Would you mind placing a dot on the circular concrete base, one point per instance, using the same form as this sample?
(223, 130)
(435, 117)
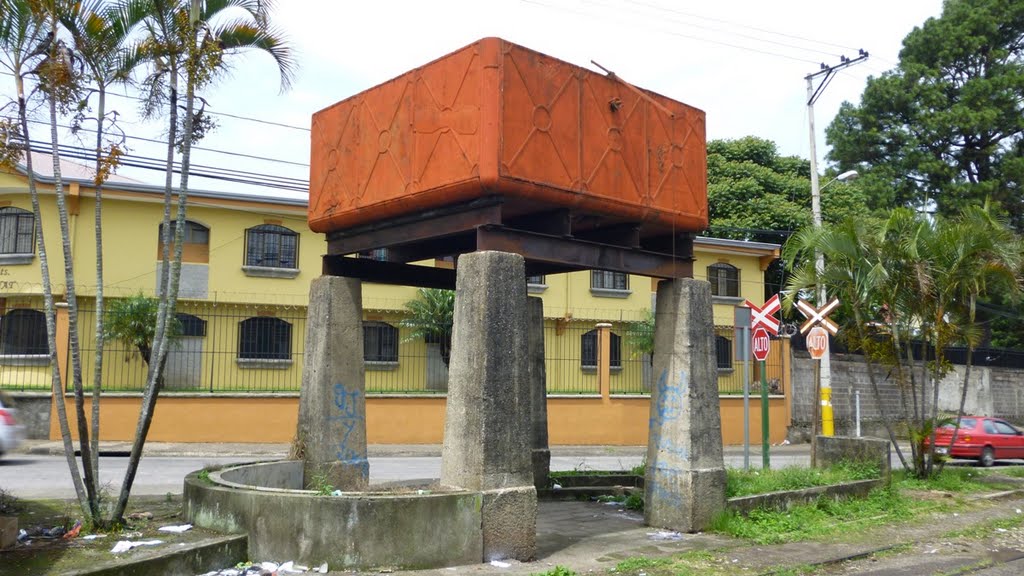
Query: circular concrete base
(397, 527)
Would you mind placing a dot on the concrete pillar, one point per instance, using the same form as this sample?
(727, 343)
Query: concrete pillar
(487, 425)
(332, 427)
(539, 394)
(685, 480)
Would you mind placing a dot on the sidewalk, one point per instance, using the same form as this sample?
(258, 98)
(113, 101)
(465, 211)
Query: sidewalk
(231, 449)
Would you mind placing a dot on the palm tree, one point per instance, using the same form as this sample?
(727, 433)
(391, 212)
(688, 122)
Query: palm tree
(977, 255)
(27, 41)
(100, 32)
(909, 278)
(188, 40)
(431, 318)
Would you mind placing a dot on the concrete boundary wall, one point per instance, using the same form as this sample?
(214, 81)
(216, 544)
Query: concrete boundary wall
(577, 420)
(991, 392)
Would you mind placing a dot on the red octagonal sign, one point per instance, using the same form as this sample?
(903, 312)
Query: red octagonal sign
(760, 343)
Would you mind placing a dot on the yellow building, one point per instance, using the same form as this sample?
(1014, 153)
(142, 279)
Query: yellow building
(248, 263)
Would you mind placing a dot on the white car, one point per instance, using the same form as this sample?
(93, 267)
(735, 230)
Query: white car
(11, 434)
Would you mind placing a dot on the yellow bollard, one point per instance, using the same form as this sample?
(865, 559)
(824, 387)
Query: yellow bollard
(827, 425)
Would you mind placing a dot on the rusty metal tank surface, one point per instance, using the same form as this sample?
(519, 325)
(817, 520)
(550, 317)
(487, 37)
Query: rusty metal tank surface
(498, 119)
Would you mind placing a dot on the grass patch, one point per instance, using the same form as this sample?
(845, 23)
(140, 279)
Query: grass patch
(755, 481)
(1015, 471)
(693, 563)
(956, 480)
(987, 528)
(557, 571)
(821, 519)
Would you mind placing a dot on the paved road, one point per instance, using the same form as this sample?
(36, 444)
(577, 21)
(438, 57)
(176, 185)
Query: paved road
(31, 476)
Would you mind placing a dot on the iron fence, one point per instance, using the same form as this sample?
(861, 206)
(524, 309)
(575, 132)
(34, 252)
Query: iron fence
(233, 347)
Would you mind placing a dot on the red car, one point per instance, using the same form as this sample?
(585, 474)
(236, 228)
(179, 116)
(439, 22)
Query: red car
(982, 439)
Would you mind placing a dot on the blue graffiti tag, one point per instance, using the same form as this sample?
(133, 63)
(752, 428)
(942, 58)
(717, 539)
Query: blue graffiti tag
(669, 399)
(350, 414)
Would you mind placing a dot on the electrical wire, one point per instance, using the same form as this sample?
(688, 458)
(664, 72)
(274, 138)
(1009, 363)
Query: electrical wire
(681, 35)
(196, 170)
(724, 31)
(164, 142)
(211, 112)
(737, 25)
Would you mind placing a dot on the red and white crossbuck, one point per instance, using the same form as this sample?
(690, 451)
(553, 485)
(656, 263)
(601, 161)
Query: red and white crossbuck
(765, 316)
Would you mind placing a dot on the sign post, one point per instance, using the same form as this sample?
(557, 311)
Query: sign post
(816, 328)
(765, 324)
(741, 323)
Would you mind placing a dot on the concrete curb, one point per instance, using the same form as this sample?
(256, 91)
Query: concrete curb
(190, 559)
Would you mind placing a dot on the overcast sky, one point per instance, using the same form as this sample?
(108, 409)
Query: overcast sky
(742, 62)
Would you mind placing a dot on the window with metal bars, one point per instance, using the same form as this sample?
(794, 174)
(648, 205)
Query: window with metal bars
(723, 353)
(604, 280)
(380, 342)
(724, 280)
(16, 231)
(23, 332)
(264, 338)
(588, 350)
(271, 246)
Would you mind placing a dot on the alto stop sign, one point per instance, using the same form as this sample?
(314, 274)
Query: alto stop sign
(817, 342)
(760, 343)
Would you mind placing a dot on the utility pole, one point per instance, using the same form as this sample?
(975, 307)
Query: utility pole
(824, 75)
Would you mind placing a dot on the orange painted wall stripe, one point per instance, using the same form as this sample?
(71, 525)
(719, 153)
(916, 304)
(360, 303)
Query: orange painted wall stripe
(572, 421)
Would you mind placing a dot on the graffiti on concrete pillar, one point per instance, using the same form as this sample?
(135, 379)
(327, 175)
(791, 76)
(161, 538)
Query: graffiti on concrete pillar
(669, 400)
(350, 412)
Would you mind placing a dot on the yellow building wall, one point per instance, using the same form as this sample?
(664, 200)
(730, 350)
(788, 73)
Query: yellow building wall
(581, 421)
(579, 413)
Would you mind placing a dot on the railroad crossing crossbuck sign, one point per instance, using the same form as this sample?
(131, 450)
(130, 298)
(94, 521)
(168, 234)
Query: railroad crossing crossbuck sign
(817, 316)
(765, 316)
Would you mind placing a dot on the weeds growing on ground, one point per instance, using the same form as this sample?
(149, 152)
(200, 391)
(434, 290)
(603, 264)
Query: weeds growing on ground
(9, 504)
(692, 563)
(757, 481)
(557, 571)
(823, 518)
(951, 480)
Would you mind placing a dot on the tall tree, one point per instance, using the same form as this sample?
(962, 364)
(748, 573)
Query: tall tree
(909, 278)
(26, 42)
(101, 35)
(944, 127)
(188, 43)
(756, 194)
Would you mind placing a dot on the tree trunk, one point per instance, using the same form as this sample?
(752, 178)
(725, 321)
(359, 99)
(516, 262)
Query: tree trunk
(72, 297)
(97, 371)
(872, 378)
(153, 376)
(56, 384)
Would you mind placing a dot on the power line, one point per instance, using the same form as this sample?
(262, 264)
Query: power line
(164, 142)
(196, 170)
(681, 35)
(737, 25)
(725, 31)
(215, 113)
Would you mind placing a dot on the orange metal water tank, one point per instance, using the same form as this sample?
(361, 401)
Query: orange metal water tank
(495, 118)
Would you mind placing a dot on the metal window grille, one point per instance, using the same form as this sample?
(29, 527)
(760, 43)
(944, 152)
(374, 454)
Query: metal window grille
(588, 346)
(271, 246)
(23, 331)
(16, 228)
(264, 338)
(379, 254)
(609, 280)
(380, 342)
(724, 280)
(723, 353)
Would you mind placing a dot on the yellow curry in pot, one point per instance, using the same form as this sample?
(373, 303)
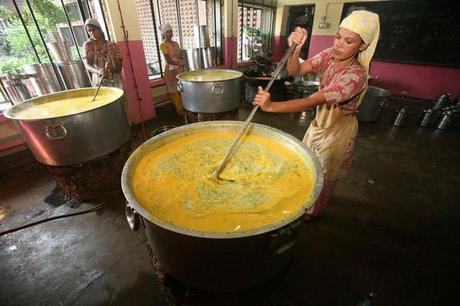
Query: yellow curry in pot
(264, 183)
(65, 104)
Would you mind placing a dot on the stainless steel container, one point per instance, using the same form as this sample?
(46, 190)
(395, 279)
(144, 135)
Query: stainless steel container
(371, 106)
(209, 57)
(201, 36)
(445, 121)
(441, 101)
(60, 51)
(427, 118)
(74, 74)
(210, 91)
(73, 139)
(222, 261)
(44, 79)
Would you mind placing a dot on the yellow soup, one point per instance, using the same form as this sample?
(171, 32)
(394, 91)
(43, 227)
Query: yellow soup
(65, 104)
(264, 183)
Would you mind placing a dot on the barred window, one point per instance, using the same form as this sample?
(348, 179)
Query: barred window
(185, 17)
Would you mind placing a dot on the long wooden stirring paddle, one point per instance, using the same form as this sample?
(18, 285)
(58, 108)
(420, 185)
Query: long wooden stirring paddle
(255, 108)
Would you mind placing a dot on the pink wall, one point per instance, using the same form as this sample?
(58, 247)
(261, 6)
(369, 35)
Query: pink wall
(141, 109)
(421, 81)
(279, 47)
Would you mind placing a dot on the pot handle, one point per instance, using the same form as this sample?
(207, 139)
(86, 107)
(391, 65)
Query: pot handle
(217, 88)
(285, 238)
(56, 132)
(180, 86)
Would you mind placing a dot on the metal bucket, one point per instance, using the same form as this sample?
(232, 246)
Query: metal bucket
(222, 261)
(371, 107)
(44, 79)
(210, 91)
(74, 74)
(76, 138)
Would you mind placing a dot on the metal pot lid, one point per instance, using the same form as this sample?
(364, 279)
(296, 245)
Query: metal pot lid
(210, 75)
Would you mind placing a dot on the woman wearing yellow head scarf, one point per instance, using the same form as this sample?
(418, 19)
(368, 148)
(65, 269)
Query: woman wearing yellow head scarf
(344, 72)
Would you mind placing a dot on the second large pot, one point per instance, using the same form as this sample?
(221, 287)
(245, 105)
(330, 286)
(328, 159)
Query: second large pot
(210, 91)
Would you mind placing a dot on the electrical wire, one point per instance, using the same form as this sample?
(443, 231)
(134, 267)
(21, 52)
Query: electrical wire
(92, 209)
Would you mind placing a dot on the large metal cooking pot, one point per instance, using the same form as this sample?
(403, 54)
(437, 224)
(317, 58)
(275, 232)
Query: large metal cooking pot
(371, 107)
(73, 139)
(222, 261)
(44, 79)
(210, 91)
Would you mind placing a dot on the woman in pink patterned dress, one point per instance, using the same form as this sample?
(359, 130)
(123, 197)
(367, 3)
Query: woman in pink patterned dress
(102, 58)
(344, 72)
(174, 65)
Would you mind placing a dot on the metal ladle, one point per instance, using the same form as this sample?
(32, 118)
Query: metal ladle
(248, 120)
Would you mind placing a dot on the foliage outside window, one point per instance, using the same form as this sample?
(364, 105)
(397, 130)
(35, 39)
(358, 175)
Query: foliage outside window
(254, 29)
(183, 16)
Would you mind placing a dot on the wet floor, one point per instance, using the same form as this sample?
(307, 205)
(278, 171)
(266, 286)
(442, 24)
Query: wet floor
(388, 237)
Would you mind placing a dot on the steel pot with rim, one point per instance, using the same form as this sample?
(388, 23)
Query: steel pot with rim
(77, 137)
(210, 91)
(222, 261)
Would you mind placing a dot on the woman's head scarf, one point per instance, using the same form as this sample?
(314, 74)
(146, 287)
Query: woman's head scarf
(93, 22)
(366, 25)
(165, 27)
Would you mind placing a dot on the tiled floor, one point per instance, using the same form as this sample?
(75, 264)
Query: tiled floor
(388, 237)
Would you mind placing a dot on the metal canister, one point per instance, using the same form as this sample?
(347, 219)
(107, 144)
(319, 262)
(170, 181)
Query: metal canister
(400, 117)
(445, 121)
(427, 117)
(441, 101)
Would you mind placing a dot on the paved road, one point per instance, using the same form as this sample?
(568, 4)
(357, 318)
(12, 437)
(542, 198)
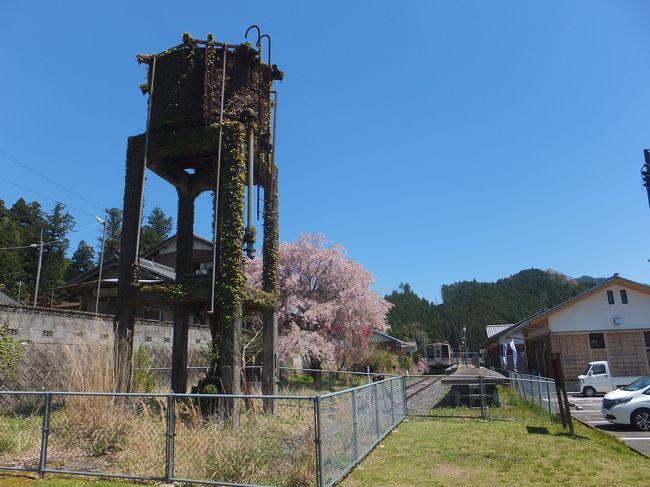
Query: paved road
(591, 415)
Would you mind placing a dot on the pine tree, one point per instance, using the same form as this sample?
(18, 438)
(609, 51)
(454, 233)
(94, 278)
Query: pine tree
(113, 234)
(157, 229)
(82, 260)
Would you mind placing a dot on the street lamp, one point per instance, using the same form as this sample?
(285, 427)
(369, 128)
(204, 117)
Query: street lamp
(101, 260)
(38, 272)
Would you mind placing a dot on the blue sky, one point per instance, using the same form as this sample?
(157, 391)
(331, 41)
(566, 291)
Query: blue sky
(437, 141)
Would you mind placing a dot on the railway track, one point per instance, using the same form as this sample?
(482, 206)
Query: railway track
(416, 387)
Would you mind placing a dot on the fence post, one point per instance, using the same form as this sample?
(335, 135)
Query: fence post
(404, 395)
(378, 427)
(319, 442)
(171, 426)
(45, 433)
(355, 428)
(392, 402)
(482, 392)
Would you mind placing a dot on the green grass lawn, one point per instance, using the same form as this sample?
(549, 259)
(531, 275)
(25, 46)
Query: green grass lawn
(24, 481)
(529, 450)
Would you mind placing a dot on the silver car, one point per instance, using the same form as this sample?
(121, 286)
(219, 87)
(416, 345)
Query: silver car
(629, 404)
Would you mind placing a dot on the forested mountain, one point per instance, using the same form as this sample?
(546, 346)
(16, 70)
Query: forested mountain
(20, 237)
(475, 304)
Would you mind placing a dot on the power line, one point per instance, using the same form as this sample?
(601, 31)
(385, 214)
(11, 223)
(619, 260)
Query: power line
(36, 245)
(47, 197)
(72, 192)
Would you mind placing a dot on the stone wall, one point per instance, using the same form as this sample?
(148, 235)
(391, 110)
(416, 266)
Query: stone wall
(46, 333)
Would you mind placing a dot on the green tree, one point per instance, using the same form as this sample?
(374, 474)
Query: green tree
(82, 260)
(58, 224)
(113, 233)
(475, 304)
(26, 220)
(157, 229)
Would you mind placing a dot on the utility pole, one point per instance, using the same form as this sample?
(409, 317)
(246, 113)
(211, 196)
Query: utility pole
(38, 272)
(101, 259)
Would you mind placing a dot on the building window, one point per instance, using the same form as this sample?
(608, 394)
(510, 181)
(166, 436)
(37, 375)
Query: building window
(623, 296)
(598, 369)
(596, 340)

* * *

Copy out exactly the lines between the line with "Would you mind placing a dot on the blue sky, one" and the last line of the entries, counting both of those lines.

Would you mind placing a dot on the blue sky, one point per instance, using the same form as this sample?
(157, 391)
(331, 41)
(566, 291)
Query: blue sky
(437, 141)
Would you mind placing a dot on the railway track, one point per instance, using the same form as this sample?
(482, 206)
Query: railway track
(416, 387)
Would you mind placing a dot on the fence post, one point per instance, using the same form as this sample?
(335, 135)
Query: fence post
(404, 395)
(378, 427)
(319, 442)
(171, 426)
(45, 433)
(355, 428)
(392, 402)
(482, 392)
Would you mind placing a dot on the green grass lawn, one point per instance, using the same form as this sample?
(549, 259)
(531, 275)
(25, 46)
Query: green grass lawn
(24, 481)
(529, 450)
Would you mind placing a dot on the silver car, one point per instance, using the same form as this sample?
(121, 286)
(219, 87)
(416, 345)
Query: silver car
(629, 404)
Would you mind placing a dot on the forested mountain, one point per instance, using the same form as this sample?
(546, 346)
(16, 70)
Query: forested mountain
(20, 237)
(475, 304)
Would you mind placing a dot on the power line, one point per instance, using the same form as this sample?
(601, 31)
(385, 214)
(11, 223)
(619, 260)
Query: power line
(36, 245)
(47, 197)
(72, 192)
Would you mind placing a dot on the stone wall, one point per instance, using the same form as this sample?
(148, 235)
(391, 110)
(416, 266)
Query: stone wall
(46, 333)
Would you mind placing a dot on the green tree, one point per instance, using the same form as this sample?
(374, 474)
Query: green tree
(82, 260)
(58, 224)
(113, 233)
(475, 304)
(26, 220)
(157, 229)
Would you mind placing a dot on the utility pole, one point per instance, using the same form as this sample?
(409, 317)
(246, 113)
(211, 196)
Query: utility pole
(38, 272)
(101, 259)
Would you mind placing a dot on the building window, one point per instance, using the same form as this sample?
(608, 394)
(510, 181)
(166, 436)
(37, 375)
Query: building window
(623, 296)
(598, 369)
(596, 340)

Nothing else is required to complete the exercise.